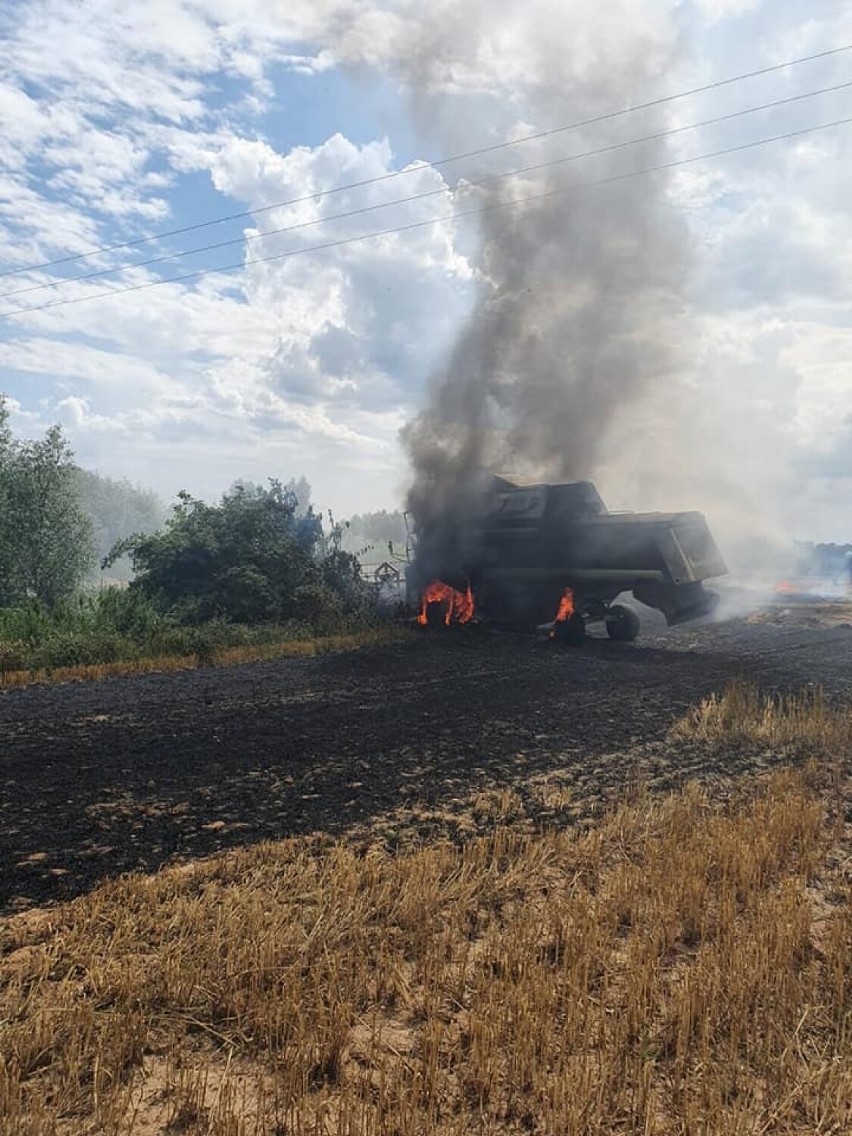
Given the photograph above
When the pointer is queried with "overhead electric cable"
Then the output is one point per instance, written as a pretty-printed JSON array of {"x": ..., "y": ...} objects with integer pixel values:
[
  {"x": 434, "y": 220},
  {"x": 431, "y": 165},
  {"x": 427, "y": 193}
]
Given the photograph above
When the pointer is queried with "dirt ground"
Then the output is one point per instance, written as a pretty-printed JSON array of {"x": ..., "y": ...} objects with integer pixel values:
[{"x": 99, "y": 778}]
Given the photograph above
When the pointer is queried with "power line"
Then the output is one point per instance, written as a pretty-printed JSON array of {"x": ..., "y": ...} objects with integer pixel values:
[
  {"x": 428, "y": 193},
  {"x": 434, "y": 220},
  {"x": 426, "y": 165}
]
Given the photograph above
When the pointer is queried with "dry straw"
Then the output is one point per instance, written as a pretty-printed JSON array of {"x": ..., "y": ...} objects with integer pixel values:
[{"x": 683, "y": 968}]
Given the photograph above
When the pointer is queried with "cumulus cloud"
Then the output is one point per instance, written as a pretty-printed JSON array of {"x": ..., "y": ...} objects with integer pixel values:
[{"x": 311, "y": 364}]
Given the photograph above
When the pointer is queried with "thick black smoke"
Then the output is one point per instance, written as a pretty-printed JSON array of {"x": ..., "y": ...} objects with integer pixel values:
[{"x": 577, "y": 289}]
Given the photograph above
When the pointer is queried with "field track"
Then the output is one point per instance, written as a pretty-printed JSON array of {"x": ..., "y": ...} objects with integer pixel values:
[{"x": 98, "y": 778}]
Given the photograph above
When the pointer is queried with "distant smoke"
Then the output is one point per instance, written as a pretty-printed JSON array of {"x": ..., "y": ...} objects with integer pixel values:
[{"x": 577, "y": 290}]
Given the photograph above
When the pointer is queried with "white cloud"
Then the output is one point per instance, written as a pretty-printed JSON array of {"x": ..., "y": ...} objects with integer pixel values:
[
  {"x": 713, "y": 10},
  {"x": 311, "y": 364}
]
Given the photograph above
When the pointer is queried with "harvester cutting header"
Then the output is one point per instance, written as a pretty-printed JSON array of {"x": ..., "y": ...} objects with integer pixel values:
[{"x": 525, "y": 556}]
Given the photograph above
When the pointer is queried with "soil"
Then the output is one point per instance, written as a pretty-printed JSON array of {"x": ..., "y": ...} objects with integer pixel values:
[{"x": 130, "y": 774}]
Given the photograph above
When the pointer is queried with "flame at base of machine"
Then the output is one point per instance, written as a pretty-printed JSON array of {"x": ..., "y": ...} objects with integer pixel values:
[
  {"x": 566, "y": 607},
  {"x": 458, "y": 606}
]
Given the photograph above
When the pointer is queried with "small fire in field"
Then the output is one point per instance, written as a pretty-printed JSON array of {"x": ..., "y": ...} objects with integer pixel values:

+ + + + +

Whenever the word "field" shows up in a line of the entries, copy that line.

When the pointer is queried with "field track"
When the pointer is queried with "small fire in field"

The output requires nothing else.